[START Entries]
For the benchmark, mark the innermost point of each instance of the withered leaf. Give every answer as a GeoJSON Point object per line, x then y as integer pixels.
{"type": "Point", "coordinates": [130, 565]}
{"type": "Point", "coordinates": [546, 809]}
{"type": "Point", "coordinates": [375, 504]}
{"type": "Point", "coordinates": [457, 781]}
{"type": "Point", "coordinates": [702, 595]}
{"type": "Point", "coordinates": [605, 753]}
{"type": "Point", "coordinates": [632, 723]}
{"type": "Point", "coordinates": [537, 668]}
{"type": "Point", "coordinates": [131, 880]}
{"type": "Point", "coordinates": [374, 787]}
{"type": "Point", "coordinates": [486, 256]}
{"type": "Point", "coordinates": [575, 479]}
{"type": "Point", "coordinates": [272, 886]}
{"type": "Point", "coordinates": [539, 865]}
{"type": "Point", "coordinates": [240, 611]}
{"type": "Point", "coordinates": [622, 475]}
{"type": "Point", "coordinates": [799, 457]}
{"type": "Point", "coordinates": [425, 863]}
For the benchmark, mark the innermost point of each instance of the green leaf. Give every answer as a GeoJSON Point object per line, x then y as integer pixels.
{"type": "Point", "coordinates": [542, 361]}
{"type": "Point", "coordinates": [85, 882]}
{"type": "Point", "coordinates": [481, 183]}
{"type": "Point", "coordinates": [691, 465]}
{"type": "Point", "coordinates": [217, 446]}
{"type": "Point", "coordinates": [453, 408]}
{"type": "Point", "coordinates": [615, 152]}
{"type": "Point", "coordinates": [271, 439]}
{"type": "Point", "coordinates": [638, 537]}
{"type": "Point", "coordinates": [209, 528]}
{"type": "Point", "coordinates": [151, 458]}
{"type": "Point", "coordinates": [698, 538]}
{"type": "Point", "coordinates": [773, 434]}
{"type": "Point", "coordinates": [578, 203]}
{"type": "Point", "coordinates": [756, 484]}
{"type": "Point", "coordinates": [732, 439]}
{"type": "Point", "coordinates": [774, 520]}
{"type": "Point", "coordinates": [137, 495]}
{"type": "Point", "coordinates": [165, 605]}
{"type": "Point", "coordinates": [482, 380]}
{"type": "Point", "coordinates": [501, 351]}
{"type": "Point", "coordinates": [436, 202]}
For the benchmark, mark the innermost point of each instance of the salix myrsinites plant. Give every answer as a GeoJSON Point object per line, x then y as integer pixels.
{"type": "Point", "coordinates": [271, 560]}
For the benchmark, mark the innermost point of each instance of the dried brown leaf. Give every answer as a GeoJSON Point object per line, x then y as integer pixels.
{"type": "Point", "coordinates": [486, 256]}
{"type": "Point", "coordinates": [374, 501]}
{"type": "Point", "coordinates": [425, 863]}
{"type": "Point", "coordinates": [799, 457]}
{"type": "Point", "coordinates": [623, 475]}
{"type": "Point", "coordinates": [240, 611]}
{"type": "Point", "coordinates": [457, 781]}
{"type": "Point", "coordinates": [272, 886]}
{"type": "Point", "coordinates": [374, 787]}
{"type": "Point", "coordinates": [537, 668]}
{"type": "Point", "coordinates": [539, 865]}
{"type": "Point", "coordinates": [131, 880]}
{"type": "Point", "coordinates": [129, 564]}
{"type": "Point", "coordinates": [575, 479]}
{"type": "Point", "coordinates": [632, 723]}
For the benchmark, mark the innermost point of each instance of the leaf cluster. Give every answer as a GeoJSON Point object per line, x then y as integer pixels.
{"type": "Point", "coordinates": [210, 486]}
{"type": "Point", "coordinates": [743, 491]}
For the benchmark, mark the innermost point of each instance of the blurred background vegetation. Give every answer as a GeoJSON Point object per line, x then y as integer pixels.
[END Entries]
-- The task --
Reproduce each record shown above without altering a single word.

-- Full response --
For the benchmark, mark the innermost point of each instance of the withered leaf. Give every answer as a GeoJSON Point object per line, x then y as integer pixels.
{"type": "Point", "coordinates": [130, 565]}
{"type": "Point", "coordinates": [546, 809]}
{"type": "Point", "coordinates": [375, 504]}
{"type": "Point", "coordinates": [457, 781]}
{"type": "Point", "coordinates": [702, 595]}
{"type": "Point", "coordinates": [605, 753]}
{"type": "Point", "coordinates": [632, 723]}
{"type": "Point", "coordinates": [537, 668]}
{"type": "Point", "coordinates": [131, 880]}
{"type": "Point", "coordinates": [374, 787]}
{"type": "Point", "coordinates": [486, 256]}
{"type": "Point", "coordinates": [575, 479]}
{"type": "Point", "coordinates": [272, 886]}
{"type": "Point", "coordinates": [539, 865]}
{"type": "Point", "coordinates": [240, 611]}
{"type": "Point", "coordinates": [622, 475]}
{"type": "Point", "coordinates": [799, 457]}
{"type": "Point", "coordinates": [425, 863]}
For the benchmark, mark the innermost point of each instance of the green leaf. Give every answer as a GeoJSON Point object per line, x then y as integer pixels.
{"type": "Point", "coordinates": [542, 361]}
{"type": "Point", "coordinates": [85, 882]}
{"type": "Point", "coordinates": [481, 183]}
{"type": "Point", "coordinates": [691, 465]}
{"type": "Point", "coordinates": [217, 446]}
{"type": "Point", "coordinates": [453, 408]}
{"type": "Point", "coordinates": [615, 152]}
{"type": "Point", "coordinates": [271, 439]}
{"type": "Point", "coordinates": [638, 537]}
{"type": "Point", "coordinates": [209, 528]}
{"type": "Point", "coordinates": [151, 458]}
{"type": "Point", "coordinates": [698, 538]}
{"type": "Point", "coordinates": [773, 434]}
{"type": "Point", "coordinates": [578, 203]}
{"type": "Point", "coordinates": [756, 484]}
{"type": "Point", "coordinates": [732, 439]}
{"type": "Point", "coordinates": [774, 520]}
{"type": "Point", "coordinates": [137, 495]}
{"type": "Point", "coordinates": [165, 605]}
{"type": "Point", "coordinates": [482, 380]}
{"type": "Point", "coordinates": [501, 351]}
{"type": "Point", "coordinates": [436, 202]}
For the benchmark, mark the innermost point of each instance of the salix myrsinites plant. Give every answer as a GeoJSON Point object per line, x then y as integer pixels.
{"type": "Point", "coordinates": [271, 560]}
For the benchmark, mark the innermost point of each instance of the dried brown leaf. Give every answer as a GeoJSON Point object per line, x then y as integer pixels.
{"type": "Point", "coordinates": [486, 256]}
{"type": "Point", "coordinates": [374, 501]}
{"type": "Point", "coordinates": [425, 863]}
{"type": "Point", "coordinates": [799, 457]}
{"type": "Point", "coordinates": [623, 475]}
{"type": "Point", "coordinates": [240, 611]}
{"type": "Point", "coordinates": [457, 781]}
{"type": "Point", "coordinates": [272, 886]}
{"type": "Point", "coordinates": [374, 787]}
{"type": "Point", "coordinates": [537, 668]}
{"type": "Point", "coordinates": [539, 865]}
{"type": "Point", "coordinates": [131, 880]}
{"type": "Point", "coordinates": [129, 564]}
{"type": "Point", "coordinates": [575, 479]}
{"type": "Point", "coordinates": [632, 723]}
For the benchmark, mark the innermost point of each instance of the leaf cluster. Give every answer as a GeoJSON Point object per line, x then y as integer pixels.
{"type": "Point", "coordinates": [210, 486]}
{"type": "Point", "coordinates": [743, 491]}
For the benchmark, mark the innermost point of each instance of the blurred background vegetation. Give every answer as a GeoJSON Point object per line, x then y as integer pixels.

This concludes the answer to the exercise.